## Aim of the exercise
Go through the entries below and retype them exactly, omitting each picture.

## Material provided
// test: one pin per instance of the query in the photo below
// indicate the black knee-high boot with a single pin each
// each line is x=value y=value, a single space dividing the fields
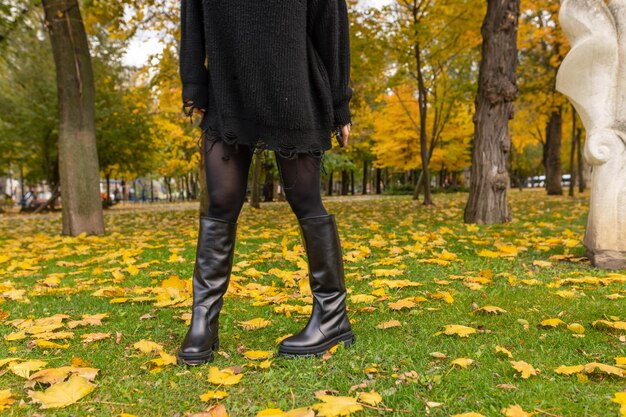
x=328 y=324
x=211 y=275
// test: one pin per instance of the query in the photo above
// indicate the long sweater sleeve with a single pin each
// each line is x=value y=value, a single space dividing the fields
x=330 y=31
x=193 y=71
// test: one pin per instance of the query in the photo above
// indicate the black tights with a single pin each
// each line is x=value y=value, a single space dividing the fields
x=227 y=167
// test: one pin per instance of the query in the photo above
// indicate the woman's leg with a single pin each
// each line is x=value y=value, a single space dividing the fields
x=300 y=179
x=226 y=167
x=329 y=323
x=227 y=174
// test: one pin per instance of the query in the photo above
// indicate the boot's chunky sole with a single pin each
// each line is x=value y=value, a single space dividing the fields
x=198 y=358
x=315 y=351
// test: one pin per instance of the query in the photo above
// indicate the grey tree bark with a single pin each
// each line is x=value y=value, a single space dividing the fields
x=552 y=154
x=78 y=157
x=497 y=90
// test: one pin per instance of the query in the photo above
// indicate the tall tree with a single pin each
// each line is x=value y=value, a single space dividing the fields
x=497 y=90
x=78 y=158
x=542 y=48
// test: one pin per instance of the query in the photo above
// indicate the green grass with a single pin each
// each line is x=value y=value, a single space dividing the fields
x=541 y=228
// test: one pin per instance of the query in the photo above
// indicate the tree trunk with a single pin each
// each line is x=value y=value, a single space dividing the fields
x=269 y=181
x=364 y=190
x=581 y=162
x=552 y=154
x=330 y=183
x=78 y=157
x=352 y=181
x=572 y=167
x=423 y=107
x=497 y=90
x=255 y=198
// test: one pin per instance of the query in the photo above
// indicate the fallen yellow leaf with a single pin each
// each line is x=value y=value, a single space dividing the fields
x=64 y=393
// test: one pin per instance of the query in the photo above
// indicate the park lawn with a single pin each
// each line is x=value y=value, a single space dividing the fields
x=533 y=267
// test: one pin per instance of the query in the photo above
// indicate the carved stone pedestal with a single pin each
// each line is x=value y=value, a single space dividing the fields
x=593 y=77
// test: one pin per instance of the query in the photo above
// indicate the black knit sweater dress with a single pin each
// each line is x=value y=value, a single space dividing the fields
x=272 y=74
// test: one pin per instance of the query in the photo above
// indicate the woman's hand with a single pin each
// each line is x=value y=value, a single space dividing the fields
x=345 y=133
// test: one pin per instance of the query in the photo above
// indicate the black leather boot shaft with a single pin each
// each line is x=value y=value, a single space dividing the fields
x=328 y=324
x=211 y=276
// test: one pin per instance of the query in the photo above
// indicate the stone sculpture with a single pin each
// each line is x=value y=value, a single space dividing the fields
x=593 y=77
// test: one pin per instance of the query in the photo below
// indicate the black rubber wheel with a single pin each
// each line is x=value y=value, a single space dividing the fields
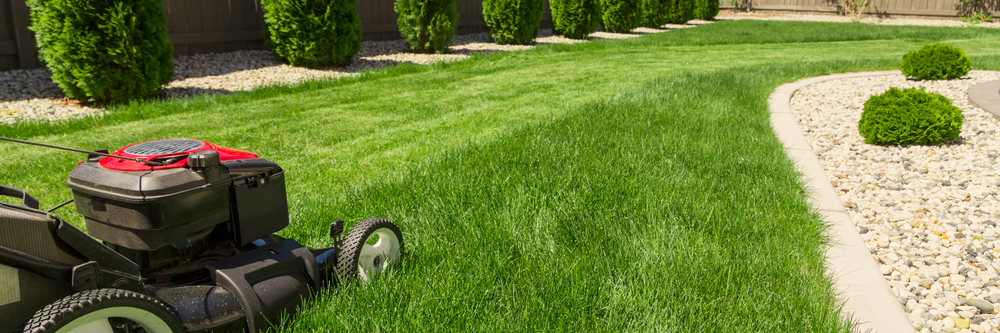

## Worked answer
// test: one pin per instance of the query in the photo below
// indicate the black knee-high boot with a single pin each
// each line is x=value y=value, a single space dividing the fields
x=328 y=324
x=211 y=275
// test: one pin per instance of the query in the photo above
// indicate the long sweater sleeve with a single pin each
// each line is x=value y=value, a single space dividing the fields
x=330 y=31
x=193 y=71
// test: one pin per instance of the query in the photo above
// indicate the black tights with a single pin each
// each line is x=value y=value, a single space dividing the fields
x=227 y=167
// test: one pin per instance of the query in the photo above
// indicate the woman's leg with a single pin each
// each line is x=value y=value, a single space dividing the fields
x=300 y=179
x=226 y=167
x=329 y=323
x=227 y=174
// test: one pin per instance of the query in the photo above
// indicate the boot's chunky sole with a single pin each
// each line is x=value y=value, a single space dividing the fields
x=198 y=358
x=315 y=351
// test: one pin per instance of the query in the photo above
// indicate the grey tree bark with a single pin each
// each line is x=value y=value, a single space dividing the fields
x=552 y=154
x=78 y=157
x=497 y=90
// test: one pin per instance of the query in the photo above
// indicate the tall tree with a single pin each
// each line is x=value y=value, a single space dividing the fields
x=497 y=90
x=78 y=158
x=542 y=48
// test: one pin per instance of the query in the photo above
// indicate the green grass with a single pin each
// each line is x=value y=value, a single space dividing the fields
x=541 y=228
// test: one pin per instance of the query in the photo above
// indicate the tree trunk with a single pin each
// each line is x=value y=value, a single space dividing the fields
x=269 y=181
x=364 y=190
x=581 y=162
x=552 y=154
x=330 y=183
x=78 y=157
x=352 y=181
x=572 y=167
x=423 y=107
x=497 y=90
x=255 y=198
// test: one pin per instance of the query in the photo above
// indicate the fallen yellow leaf with a single pin each
// each line is x=value y=value, a single space dividing the fields
x=64 y=393
// test: one pin per instance of the query in the photo above
// indicate the park lawn with a single pin each
// each line is x=value y=value, a single space dividing the fields
x=533 y=267
// test: one pin per instance of the query in the photo above
// indicate the carved stone pedestal with a single pin each
// each line is x=value y=value, a single space dividing the fields
x=593 y=77
// test: one pin per instance of the query in the photo above
// indicate the black knit sweater dress with a single pin each
// each line is x=value y=value, a single space dividing the fields
x=272 y=74
// test: one pin per instance of the query in the photo above
// indicate the woman's hand with a single pin each
// each line is x=value y=value, a single space dividing the fields
x=345 y=133
// test: one pin per instance of the query in the photo above
// indicate the black leather boot shaft with a single pin each
// each line is x=value y=value, a single space dividing the fields
x=328 y=324
x=211 y=276
// test: one pin per instance of the query in the photo above
// indicate the stone sculpture with a single pin each
// each line is x=value y=value, a single space dividing the fields
x=593 y=77
// test: one pin per instance of the query in the photo below
// indicate the black rubber wheel with a single pin each
// each line is x=value y=value, a single space dividing the fields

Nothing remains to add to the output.